_Task description_
Print each entry word for word.

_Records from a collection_
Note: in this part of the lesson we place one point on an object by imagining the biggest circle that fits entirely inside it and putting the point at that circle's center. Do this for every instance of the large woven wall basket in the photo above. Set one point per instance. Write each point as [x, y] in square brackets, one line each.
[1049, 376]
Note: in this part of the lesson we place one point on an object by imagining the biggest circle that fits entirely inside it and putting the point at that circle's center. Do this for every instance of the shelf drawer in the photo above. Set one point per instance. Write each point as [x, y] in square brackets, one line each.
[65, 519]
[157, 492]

_Response to the task_
Note: in this part of the lesson we place one point on an object by imagining the biggest circle that fits entirely inside it and putting the point at that circle's center. Do this for every instance of the large woven wall basket in the photo above. Set one point per instance. Write each point as [x, y] in square brackets, one line each.
[1049, 376]
Note: in this part of the lesson we place one point on an object by imagining the biggest circle that fits entirely inside it and putting the point at that circle's center. Do this for every instance of the shelf drawer in the photo above. Set one point per instance. Write each point as [x, y] in square brackets, one line each.
[65, 519]
[157, 492]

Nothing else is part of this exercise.